» **Brief**
Only these lines of the data below are wanted: the one with "Expected: one point per instance of the red brick", the one with "Expected: one point per instance of the parked", and any lines between them, each repeated exactly.

» **Materials provided**
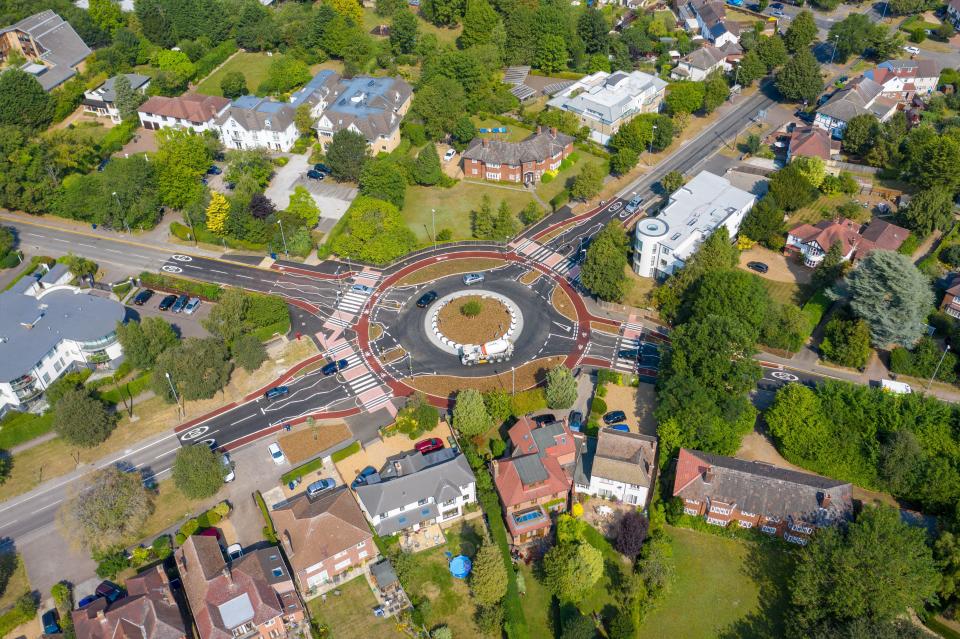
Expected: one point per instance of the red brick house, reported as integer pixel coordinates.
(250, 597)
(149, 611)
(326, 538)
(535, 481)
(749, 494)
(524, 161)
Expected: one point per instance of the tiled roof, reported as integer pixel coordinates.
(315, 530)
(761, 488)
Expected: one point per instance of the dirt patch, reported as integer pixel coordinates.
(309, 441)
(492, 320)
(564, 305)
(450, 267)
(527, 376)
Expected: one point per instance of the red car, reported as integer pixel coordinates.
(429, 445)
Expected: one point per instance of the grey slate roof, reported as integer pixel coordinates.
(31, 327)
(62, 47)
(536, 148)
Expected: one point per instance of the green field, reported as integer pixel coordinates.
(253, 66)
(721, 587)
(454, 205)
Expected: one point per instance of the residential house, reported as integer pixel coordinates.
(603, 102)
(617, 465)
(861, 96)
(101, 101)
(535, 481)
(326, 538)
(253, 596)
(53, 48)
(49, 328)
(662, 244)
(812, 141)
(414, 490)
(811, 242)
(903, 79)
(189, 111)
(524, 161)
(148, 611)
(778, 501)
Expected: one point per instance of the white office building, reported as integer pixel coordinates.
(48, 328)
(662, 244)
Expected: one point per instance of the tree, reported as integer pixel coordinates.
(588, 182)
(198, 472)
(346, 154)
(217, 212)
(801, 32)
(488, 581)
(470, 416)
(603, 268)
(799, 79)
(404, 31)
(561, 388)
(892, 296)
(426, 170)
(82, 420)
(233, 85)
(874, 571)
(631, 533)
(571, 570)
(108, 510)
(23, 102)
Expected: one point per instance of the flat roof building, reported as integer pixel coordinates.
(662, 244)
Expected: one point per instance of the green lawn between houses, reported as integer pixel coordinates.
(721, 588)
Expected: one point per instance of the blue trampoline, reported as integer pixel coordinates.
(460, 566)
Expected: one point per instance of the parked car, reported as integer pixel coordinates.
* * *
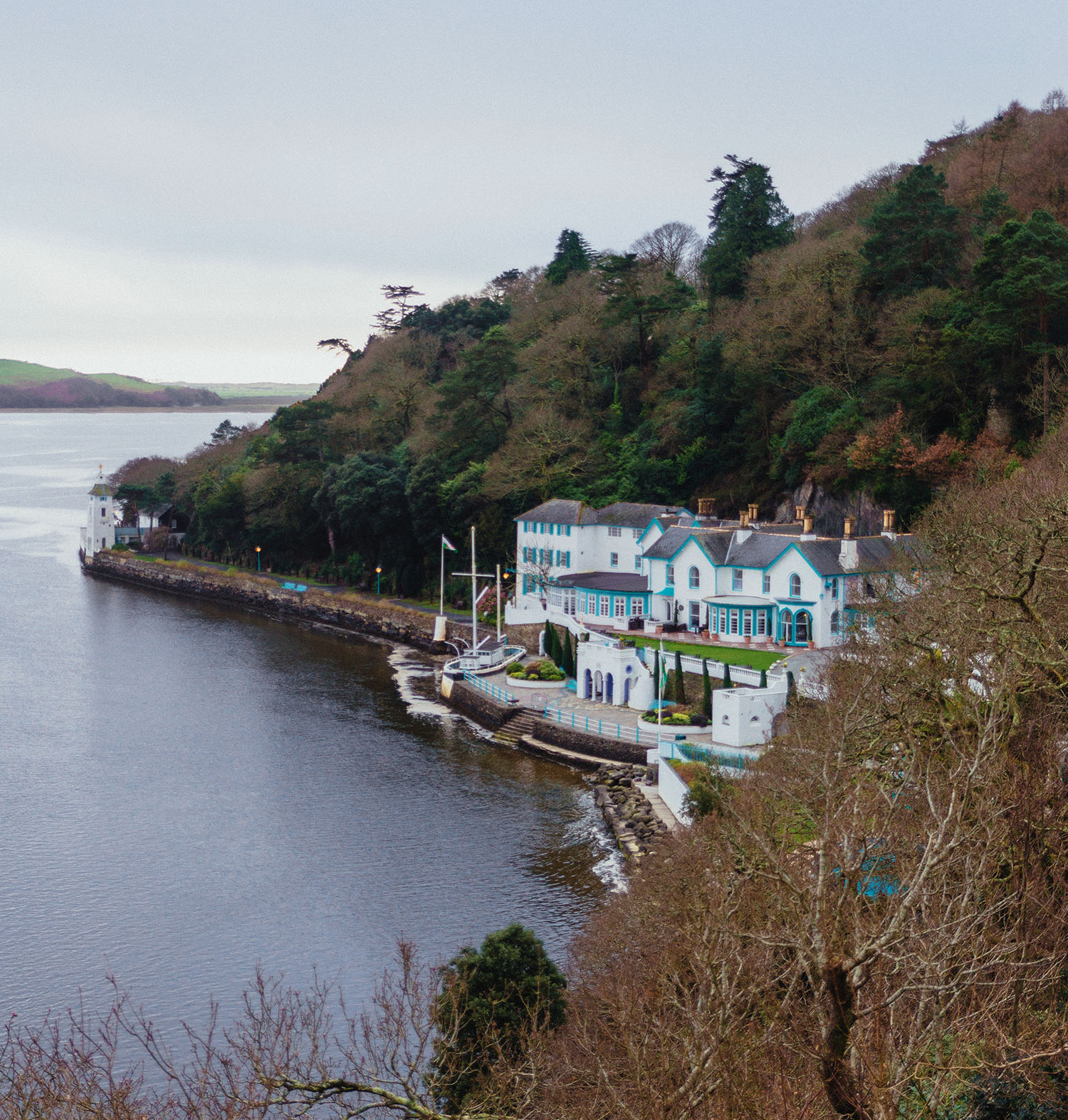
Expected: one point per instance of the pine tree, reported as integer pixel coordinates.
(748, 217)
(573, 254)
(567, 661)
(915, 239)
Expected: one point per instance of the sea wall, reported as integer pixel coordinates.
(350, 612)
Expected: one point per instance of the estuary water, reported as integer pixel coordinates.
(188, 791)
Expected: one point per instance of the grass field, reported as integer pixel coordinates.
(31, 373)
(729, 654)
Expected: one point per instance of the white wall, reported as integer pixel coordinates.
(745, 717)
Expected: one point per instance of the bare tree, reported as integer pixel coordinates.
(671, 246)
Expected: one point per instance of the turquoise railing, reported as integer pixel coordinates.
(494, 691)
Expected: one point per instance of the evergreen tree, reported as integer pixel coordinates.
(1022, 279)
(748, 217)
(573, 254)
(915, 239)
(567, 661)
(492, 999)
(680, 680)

» **Solution below**
Expected: one point per instance of the red brick house, reported as integer pixel coordinates.
(250, 597)
(149, 611)
(326, 538)
(535, 481)
(749, 494)
(524, 161)
Expected: one point per instance of the tiled roof, reported as integer pixel coordinates.
(315, 530)
(761, 488)
Expected: one point per instance of the dirt patch, reported as integer pixel coordinates.
(309, 441)
(492, 320)
(564, 305)
(450, 267)
(527, 376)
Expected: one point per instance of the red car, reported as integer pixel coordinates.
(429, 445)
Expected: one point per instance of the grey slate roof, reported as integer pixel coordinates.
(31, 327)
(62, 47)
(536, 148)
Expected: one point per instance of the green field, reported as integer pixel coordinates.
(253, 66)
(721, 587)
(454, 205)
Expected: one point per instance of the residential house, reported as integer pixel coordinates.
(603, 102)
(617, 465)
(861, 96)
(101, 101)
(535, 481)
(326, 538)
(253, 596)
(53, 48)
(49, 328)
(662, 244)
(812, 141)
(414, 490)
(811, 242)
(903, 79)
(189, 111)
(524, 161)
(148, 611)
(778, 501)
Expected: one point per instance of the white office building, reported as integer pixel coordinates.
(48, 328)
(662, 244)
Expected: one point per instance of the tree, reported as integer pixel coordinates.
(588, 182)
(198, 472)
(346, 154)
(217, 212)
(801, 32)
(488, 581)
(470, 416)
(603, 268)
(799, 79)
(404, 31)
(561, 388)
(892, 296)
(426, 170)
(82, 420)
(233, 85)
(874, 571)
(631, 533)
(571, 570)
(108, 510)
(23, 102)
Expected: one point per instance of the flat roof building, reported as integer pixel coordinates.
(662, 244)
Expected: one point per instance of the green lawn between houses, reported as integer pixel coordinates.
(721, 588)
Expected: one point per instance of the blue trampoline, reported as integer pixel coordinates.
(460, 566)
Expected: one point per instance of the parked car, reported as integer pixel coordinates.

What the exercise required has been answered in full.